TASK BRIEF:
Report the count of lines in the entries below that contain "from", and leave out everything else.

SOURCE INFORMATION:
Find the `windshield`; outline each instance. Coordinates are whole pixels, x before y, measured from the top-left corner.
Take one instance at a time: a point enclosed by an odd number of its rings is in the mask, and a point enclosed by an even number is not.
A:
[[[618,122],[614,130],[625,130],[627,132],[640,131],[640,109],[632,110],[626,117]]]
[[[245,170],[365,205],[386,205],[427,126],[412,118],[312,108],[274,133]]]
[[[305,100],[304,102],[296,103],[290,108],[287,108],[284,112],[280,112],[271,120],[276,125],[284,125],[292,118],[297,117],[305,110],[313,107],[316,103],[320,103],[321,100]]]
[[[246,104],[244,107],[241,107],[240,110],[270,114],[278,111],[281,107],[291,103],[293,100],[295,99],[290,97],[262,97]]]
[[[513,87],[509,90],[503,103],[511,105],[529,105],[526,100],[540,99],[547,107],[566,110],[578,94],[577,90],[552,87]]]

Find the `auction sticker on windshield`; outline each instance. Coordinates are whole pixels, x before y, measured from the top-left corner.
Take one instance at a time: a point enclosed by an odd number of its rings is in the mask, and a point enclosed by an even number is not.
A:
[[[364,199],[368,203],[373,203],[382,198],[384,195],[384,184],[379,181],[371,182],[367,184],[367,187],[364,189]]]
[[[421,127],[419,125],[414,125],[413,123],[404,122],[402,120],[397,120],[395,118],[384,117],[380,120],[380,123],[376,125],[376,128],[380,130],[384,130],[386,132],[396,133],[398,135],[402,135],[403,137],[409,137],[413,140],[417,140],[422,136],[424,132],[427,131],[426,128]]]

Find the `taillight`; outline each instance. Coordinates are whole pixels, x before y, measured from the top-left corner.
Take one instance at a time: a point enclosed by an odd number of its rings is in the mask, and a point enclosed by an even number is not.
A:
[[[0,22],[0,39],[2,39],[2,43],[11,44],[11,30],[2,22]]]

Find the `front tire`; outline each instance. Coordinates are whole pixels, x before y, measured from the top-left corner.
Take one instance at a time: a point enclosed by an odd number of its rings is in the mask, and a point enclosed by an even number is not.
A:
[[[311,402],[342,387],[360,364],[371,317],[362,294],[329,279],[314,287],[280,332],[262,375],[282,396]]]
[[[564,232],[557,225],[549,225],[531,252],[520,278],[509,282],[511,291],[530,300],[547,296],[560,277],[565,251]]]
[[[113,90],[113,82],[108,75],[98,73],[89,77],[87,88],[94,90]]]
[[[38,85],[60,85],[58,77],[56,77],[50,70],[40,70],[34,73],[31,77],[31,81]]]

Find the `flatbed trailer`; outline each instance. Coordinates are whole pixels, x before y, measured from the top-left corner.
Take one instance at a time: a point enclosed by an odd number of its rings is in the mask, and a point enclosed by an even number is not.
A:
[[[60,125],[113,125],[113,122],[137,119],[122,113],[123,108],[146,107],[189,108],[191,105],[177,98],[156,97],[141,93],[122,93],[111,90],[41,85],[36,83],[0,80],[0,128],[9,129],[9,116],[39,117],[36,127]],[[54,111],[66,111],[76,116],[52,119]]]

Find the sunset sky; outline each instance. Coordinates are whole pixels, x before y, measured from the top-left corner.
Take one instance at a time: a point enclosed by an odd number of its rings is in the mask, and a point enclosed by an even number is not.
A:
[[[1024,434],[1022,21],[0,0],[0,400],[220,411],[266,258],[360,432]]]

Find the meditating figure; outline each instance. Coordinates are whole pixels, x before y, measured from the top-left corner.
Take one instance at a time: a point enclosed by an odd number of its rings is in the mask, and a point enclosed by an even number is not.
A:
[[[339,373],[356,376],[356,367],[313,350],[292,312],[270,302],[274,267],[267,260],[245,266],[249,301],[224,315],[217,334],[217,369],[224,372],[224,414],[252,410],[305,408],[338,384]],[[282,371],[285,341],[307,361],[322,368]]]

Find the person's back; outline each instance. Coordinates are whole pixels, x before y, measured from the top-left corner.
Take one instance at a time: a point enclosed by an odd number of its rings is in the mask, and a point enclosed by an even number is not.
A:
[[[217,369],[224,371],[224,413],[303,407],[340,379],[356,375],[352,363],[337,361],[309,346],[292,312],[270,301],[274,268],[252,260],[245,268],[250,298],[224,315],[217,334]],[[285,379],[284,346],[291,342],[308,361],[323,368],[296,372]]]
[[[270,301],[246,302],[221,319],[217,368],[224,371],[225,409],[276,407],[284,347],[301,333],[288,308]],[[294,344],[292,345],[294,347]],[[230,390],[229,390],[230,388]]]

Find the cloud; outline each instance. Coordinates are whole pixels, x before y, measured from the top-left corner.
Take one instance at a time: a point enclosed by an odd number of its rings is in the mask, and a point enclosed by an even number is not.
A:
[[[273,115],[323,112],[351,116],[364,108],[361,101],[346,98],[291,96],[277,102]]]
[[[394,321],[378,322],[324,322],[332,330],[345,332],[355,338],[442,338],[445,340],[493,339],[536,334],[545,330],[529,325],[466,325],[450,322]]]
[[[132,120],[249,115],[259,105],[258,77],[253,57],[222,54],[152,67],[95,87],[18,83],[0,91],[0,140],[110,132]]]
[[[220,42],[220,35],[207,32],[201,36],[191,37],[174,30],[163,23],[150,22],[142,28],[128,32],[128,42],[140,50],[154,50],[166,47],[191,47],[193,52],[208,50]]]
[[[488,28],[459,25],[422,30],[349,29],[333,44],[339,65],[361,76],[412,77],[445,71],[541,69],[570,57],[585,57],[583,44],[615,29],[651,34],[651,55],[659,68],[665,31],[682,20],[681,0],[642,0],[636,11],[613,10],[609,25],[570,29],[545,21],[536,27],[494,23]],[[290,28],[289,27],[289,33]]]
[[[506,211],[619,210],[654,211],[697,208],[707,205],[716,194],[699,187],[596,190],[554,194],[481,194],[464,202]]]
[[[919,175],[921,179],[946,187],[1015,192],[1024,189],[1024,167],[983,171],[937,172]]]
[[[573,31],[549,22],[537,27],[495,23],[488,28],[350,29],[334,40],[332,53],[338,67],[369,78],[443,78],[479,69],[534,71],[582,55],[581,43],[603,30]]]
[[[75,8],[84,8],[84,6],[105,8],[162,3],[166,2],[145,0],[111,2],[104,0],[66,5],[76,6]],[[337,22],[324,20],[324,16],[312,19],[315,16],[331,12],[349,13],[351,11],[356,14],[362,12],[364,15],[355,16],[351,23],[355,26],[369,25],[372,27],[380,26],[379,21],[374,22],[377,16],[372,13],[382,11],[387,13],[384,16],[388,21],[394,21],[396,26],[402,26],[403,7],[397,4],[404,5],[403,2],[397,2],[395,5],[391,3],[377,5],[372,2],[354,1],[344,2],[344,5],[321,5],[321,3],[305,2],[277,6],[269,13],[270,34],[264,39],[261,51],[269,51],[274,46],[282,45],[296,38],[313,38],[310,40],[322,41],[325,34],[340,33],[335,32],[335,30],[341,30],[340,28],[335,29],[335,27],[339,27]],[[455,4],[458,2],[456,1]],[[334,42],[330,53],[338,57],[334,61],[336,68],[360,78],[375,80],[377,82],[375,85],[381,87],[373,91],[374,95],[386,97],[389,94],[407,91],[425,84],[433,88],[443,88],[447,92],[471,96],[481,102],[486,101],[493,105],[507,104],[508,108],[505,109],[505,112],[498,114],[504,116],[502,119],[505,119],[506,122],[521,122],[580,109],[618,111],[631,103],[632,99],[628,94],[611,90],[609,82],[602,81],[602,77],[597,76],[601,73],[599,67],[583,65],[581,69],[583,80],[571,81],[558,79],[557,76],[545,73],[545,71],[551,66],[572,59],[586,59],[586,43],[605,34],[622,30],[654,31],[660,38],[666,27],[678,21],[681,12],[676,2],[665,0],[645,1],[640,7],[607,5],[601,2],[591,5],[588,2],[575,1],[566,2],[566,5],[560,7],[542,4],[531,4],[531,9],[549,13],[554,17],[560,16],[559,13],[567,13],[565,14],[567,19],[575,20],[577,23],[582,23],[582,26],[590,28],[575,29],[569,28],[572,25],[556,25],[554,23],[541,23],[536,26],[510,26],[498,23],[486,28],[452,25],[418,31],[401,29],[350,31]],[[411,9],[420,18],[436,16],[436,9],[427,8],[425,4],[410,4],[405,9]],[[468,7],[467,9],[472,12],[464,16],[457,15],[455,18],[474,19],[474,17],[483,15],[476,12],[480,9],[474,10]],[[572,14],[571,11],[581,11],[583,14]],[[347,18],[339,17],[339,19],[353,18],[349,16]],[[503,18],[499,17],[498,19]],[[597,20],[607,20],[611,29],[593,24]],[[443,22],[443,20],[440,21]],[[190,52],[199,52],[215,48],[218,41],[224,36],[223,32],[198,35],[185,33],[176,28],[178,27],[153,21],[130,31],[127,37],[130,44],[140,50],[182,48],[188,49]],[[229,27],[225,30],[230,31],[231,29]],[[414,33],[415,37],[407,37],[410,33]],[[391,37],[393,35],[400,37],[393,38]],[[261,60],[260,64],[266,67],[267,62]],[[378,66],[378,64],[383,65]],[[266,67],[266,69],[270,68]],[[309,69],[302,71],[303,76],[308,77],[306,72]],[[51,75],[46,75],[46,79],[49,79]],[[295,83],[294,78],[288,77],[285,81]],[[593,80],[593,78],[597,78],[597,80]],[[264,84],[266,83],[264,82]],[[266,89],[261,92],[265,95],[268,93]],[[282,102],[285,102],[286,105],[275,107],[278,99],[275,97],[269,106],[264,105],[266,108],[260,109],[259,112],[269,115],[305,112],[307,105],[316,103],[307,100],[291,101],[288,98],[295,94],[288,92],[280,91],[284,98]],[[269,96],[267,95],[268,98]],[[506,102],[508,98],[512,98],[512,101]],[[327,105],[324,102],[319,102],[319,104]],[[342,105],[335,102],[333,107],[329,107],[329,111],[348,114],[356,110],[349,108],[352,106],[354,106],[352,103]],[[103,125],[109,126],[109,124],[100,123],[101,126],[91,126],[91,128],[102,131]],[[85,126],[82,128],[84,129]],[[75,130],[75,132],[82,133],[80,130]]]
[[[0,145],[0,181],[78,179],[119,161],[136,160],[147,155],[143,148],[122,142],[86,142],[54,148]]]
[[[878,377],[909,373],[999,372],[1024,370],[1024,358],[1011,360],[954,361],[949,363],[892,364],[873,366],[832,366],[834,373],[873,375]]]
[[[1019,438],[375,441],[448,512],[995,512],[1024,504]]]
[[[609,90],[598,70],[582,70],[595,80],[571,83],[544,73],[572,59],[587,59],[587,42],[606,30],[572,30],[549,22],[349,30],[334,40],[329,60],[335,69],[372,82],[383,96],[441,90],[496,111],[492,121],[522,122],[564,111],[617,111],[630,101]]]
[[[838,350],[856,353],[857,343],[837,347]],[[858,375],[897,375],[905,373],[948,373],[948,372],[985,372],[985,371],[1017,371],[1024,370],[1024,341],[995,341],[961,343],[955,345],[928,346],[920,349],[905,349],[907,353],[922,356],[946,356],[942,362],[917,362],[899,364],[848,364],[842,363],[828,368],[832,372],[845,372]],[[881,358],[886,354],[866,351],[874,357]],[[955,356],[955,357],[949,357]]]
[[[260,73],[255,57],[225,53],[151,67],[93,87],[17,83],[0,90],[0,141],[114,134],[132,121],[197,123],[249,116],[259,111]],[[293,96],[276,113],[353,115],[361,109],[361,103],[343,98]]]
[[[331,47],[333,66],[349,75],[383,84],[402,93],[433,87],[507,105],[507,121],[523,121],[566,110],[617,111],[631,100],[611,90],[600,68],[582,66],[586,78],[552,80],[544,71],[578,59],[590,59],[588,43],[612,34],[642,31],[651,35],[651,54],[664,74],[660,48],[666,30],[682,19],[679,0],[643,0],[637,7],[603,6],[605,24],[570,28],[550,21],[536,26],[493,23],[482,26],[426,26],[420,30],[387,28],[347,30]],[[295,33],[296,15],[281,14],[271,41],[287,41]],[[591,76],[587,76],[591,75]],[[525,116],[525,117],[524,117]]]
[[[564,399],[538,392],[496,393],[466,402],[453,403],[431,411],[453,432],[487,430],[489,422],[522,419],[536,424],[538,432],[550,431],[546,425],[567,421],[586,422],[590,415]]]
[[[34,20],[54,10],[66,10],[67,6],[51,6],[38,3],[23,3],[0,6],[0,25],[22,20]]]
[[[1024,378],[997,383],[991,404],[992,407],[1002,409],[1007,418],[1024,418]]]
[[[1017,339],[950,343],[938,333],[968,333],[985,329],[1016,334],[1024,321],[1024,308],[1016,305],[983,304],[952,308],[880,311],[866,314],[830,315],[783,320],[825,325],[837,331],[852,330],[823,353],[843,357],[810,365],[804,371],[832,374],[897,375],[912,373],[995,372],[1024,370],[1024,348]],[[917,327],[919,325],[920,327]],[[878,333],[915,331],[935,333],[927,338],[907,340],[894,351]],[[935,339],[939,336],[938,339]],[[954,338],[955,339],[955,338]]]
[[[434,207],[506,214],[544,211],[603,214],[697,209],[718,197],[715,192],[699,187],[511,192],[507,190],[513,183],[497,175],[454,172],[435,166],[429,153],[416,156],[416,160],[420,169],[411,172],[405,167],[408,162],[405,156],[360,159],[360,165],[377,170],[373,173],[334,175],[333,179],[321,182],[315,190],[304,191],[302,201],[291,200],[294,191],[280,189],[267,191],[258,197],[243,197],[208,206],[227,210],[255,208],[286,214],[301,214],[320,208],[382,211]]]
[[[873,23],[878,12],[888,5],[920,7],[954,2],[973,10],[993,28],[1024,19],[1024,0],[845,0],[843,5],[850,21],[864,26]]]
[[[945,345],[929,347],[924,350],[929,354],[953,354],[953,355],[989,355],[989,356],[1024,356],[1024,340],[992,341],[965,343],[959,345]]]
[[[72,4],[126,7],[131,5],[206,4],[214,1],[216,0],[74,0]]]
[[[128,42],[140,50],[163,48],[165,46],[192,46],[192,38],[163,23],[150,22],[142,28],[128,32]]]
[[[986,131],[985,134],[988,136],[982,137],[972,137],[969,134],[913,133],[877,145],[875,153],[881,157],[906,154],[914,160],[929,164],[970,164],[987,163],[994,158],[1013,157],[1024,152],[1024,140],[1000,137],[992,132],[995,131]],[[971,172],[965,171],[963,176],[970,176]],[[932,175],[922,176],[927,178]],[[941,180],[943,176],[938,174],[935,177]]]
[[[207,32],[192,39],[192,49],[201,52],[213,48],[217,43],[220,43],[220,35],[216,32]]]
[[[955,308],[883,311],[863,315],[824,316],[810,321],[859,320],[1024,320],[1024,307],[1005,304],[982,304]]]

OUTPUT FOR THIS EXERCISE:
9